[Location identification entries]
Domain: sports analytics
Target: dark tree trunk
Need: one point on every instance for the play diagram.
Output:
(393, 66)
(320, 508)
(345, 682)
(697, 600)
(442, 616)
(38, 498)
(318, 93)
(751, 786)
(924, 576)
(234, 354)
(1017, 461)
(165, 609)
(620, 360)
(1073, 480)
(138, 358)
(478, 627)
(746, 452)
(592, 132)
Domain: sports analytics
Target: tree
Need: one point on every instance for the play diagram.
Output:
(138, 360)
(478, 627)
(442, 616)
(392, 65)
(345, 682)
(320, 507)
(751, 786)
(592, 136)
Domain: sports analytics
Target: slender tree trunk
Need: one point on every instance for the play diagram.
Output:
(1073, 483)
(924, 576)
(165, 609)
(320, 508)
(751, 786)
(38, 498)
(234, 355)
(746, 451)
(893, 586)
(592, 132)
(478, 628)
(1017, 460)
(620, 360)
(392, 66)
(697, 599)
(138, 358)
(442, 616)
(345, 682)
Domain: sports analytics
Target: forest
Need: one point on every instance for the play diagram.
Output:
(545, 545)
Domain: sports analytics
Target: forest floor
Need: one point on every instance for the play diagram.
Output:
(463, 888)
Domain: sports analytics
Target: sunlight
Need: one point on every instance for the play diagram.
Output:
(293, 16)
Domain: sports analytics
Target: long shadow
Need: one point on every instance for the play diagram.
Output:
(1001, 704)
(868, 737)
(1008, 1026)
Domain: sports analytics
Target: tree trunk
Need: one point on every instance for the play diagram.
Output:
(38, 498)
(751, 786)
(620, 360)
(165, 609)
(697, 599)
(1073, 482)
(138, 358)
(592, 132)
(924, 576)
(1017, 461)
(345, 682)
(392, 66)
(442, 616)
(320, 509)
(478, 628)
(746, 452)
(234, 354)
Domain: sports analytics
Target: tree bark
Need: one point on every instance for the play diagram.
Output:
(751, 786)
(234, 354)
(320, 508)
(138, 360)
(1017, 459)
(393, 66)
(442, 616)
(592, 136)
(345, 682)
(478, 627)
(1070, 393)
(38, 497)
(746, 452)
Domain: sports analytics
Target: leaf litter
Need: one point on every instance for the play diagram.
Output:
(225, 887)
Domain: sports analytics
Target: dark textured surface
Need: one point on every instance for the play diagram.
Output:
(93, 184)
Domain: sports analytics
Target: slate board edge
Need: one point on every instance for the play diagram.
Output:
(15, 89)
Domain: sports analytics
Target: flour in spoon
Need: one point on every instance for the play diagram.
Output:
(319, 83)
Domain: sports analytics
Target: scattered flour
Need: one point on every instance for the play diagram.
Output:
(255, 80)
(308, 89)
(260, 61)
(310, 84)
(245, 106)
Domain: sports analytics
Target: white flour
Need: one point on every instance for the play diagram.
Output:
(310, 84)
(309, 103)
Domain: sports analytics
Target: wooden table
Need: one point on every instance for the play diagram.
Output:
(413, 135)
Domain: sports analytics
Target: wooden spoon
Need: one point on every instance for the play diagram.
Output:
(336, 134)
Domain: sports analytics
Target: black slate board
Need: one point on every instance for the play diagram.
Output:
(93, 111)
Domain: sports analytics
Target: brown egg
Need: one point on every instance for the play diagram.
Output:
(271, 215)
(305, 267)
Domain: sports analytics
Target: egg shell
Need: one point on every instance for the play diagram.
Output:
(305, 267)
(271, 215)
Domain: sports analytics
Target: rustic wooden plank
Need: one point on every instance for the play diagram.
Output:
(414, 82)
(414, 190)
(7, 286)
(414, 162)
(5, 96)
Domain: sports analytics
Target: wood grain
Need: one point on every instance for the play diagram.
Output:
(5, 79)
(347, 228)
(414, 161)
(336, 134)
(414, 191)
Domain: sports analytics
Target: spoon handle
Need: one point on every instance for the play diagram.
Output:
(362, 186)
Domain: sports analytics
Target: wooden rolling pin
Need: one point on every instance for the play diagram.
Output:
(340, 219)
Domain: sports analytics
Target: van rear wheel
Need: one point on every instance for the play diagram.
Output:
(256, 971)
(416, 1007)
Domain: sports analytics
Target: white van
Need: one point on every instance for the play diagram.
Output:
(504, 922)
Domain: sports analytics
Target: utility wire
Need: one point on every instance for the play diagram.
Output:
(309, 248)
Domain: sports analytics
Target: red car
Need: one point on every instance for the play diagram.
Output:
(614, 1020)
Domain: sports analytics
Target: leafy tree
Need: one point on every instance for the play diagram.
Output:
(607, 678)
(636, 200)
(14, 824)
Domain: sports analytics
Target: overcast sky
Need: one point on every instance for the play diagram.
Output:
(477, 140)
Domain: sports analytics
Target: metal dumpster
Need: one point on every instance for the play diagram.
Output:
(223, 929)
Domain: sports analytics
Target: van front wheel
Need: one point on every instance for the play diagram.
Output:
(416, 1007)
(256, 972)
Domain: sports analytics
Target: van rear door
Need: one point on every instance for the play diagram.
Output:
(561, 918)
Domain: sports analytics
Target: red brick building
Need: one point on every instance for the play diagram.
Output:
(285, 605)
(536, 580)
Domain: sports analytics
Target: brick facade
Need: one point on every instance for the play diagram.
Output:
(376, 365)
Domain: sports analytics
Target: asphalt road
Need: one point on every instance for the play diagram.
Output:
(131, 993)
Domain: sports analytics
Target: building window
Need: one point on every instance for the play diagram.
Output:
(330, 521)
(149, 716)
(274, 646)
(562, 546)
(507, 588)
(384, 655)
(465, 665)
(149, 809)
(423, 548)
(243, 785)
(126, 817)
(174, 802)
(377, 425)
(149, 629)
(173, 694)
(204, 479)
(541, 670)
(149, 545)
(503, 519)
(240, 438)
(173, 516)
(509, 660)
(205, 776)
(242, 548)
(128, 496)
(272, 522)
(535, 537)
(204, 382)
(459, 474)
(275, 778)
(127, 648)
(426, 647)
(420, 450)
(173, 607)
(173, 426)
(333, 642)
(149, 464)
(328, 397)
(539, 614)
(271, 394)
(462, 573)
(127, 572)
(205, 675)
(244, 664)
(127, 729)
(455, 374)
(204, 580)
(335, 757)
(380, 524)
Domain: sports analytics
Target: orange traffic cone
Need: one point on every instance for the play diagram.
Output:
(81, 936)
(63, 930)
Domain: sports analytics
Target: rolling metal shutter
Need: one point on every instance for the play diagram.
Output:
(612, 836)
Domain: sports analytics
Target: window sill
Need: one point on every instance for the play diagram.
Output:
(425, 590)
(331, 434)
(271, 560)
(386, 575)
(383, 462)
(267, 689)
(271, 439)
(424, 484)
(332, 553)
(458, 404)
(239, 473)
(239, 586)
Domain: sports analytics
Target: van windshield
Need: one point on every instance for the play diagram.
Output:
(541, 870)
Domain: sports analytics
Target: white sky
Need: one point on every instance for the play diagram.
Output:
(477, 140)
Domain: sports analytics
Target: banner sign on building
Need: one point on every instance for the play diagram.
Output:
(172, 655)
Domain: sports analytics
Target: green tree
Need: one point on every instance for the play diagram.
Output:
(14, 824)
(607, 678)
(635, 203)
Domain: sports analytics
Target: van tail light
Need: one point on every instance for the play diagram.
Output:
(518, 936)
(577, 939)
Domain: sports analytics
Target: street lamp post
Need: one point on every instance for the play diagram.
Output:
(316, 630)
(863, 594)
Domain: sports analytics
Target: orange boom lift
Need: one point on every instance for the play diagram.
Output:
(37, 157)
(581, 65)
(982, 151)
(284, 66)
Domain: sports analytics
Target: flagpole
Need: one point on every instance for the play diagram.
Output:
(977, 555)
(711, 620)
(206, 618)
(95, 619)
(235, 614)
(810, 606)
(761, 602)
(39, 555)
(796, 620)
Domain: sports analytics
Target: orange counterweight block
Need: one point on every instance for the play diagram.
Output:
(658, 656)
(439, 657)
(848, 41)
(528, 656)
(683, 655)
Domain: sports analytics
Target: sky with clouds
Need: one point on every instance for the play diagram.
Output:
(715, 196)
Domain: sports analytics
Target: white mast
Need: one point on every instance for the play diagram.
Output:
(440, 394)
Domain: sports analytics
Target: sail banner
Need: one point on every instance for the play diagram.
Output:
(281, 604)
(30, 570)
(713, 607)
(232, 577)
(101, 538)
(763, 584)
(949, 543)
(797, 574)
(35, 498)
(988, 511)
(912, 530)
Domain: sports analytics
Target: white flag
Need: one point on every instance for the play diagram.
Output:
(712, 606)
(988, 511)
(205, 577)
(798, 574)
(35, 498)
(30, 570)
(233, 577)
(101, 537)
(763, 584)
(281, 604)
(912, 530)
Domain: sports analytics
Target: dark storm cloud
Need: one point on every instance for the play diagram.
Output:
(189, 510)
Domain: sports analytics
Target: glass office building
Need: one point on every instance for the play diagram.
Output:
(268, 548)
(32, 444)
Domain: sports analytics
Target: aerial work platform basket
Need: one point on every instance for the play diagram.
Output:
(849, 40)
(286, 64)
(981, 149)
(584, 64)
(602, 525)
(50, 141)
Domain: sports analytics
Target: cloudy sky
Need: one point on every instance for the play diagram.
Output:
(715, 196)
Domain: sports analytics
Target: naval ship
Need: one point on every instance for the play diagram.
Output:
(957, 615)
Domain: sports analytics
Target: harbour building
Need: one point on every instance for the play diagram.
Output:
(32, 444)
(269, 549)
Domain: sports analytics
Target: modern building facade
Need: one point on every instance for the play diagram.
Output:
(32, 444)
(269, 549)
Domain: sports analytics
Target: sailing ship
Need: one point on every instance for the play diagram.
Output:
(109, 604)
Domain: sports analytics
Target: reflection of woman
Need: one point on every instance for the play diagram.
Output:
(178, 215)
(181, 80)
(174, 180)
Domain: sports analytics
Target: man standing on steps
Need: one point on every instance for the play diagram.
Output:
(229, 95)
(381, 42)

◆ **PROBLEM STATEMENT**:
Count the lines in the records above that contain the string "window", matching case exactly, and give only the number.

◆ **CORRECT RESPONSE**:
2